Directive
Render every line of the material below as a Markdown table with the columns Row and Line, numbering the rows and omitting blank lines. Leave the picture out of the table.

Some records:
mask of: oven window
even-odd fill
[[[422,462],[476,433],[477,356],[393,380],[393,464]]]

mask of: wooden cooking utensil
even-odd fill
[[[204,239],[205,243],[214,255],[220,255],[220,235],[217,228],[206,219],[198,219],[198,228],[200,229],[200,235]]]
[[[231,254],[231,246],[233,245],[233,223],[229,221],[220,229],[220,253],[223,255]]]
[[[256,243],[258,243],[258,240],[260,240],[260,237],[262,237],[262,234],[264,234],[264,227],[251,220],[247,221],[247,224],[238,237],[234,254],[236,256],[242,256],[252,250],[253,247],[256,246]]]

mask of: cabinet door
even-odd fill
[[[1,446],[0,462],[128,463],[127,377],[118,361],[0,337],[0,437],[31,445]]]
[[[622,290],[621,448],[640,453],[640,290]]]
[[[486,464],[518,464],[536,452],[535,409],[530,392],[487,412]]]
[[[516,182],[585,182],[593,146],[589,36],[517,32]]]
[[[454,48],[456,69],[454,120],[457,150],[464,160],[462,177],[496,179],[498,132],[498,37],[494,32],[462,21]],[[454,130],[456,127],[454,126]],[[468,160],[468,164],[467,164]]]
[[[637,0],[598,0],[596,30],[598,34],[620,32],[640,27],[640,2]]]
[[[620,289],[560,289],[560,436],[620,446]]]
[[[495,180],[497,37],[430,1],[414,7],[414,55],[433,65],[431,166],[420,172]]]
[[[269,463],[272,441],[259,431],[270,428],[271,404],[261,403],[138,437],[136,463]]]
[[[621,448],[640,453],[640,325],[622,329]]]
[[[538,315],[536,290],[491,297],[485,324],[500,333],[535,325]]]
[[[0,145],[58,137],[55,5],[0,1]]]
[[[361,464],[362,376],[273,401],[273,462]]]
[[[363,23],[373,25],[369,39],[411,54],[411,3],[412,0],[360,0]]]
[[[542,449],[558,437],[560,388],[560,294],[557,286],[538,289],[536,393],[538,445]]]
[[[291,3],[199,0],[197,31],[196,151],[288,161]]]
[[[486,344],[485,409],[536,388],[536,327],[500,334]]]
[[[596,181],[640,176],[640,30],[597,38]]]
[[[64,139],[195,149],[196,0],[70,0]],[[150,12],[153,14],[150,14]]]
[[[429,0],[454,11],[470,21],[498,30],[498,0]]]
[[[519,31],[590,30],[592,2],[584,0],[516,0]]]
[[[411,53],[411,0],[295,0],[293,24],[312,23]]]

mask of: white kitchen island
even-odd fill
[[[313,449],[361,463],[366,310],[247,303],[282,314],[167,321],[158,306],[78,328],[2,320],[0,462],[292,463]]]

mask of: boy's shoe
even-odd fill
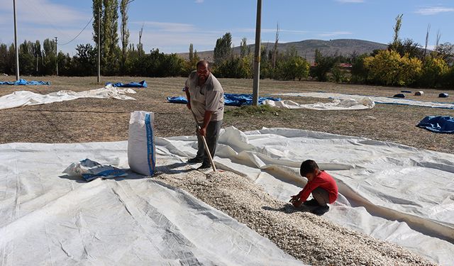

Answer to this exercise
| Row | Line |
|---|---|
| 1 | mask of: oven window |
| 2 | even-odd fill |
| 3 | [[[422,462],[476,433],[477,356],[393,380],[393,464]]] |
| 4 | mask of: wooden cooking utensil |
| 5 | even-odd fill |
| 6 | [[[204,239],[205,243],[214,255],[220,255],[220,235],[217,228],[206,219],[198,219],[198,228],[200,229],[200,235]]] |
| 7 | [[[231,254],[231,246],[233,245],[233,223],[229,221],[220,229],[220,253],[223,255]]] |
| 8 | [[[256,243],[258,243],[258,240],[260,240],[260,237],[262,237],[262,234],[264,234],[264,227],[251,220],[247,221],[247,224],[238,237],[234,254],[236,256],[242,256],[252,250],[253,247],[256,246]]] |
| 9 | mask of: cabinet door |
| 10 | even-odd fill |
| 11 | [[[1,446],[0,462],[128,463],[127,377],[118,361],[0,337],[0,437],[31,445]]] |
| 12 | [[[622,290],[621,448],[640,453],[640,290]]] |
| 13 | [[[486,464],[518,464],[536,452],[535,409],[530,392],[487,412]]] |
| 14 | [[[516,182],[585,182],[593,146],[589,36],[517,32]]] |
| 15 | [[[454,48],[456,69],[454,120],[457,150],[464,160],[462,177],[496,179],[498,132],[498,37],[494,32],[462,21]],[[454,130],[456,127],[454,126]],[[468,160],[468,164],[467,164]]] |
| 16 | [[[637,0],[598,0],[596,30],[598,34],[620,32],[640,27],[640,2]]] |
| 17 | [[[620,289],[560,289],[560,436],[620,446]]] |
| 18 | [[[495,180],[497,37],[430,1],[414,7],[414,55],[433,65],[431,166],[420,172]]] |
| 19 | [[[269,463],[272,441],[259,431],[270,428],[271,404],[261,403],[138,437],[136,463]]] |
| 20 | [[[621,448],[640,453],[640,325],[622,329]]] |
| 21 | [[[538,315],[536,290],[491,297],[485,324],[500,333],[535,325]]] |
| 22 | [[[0,145],[58,137],[55,5],[0,1]]] |
| 23 | [[[361,464],[362,376],[273,401],[273,462]]] |
| 24 | [[[363,23],[373,25],[369,39],[411,54],[411,3],[412,0],[360,0]]] |
| 25 | [[[542,449],[558,437],[560,388],[560,294],[557,286],[538,289],[536,393],[538,445]]] |
| 26 | [[[291,3],[199,0],[197,31],[196,151],[288,161]]] |
| 27 | [[[486,344],[485,409],[536,388],[536,327],[500,334]]] |
| 28 | [[[596,181],[640,176],[640,30],[597,38]]] |
| 29 | [[[64,139],[195,149],[196,0],[70,0]],[[150,12],[153,14],[150,14]]] |
| 30 | [[[429,0],[454,11],[470,21],[498,30],[498,0]]] |
| 31 | [[[519,31],[590,30],[592,2],[584,0],[516,0]]] |
| 32 | [[[411,53],[411,0],[295,0],[293,24],[312,23]]] |
| 33 | mask of: white kitchen island |
| 34 | even-odd fill |
| 35 | [[[313,449],[361,463],[366,310],[247,303],[282,314],[167,321],[158,306],[78,328],[2,320],[0,462],[292,463]]] |
| 36 | mask of: boy's shoe |
| 37 | even-odd fill |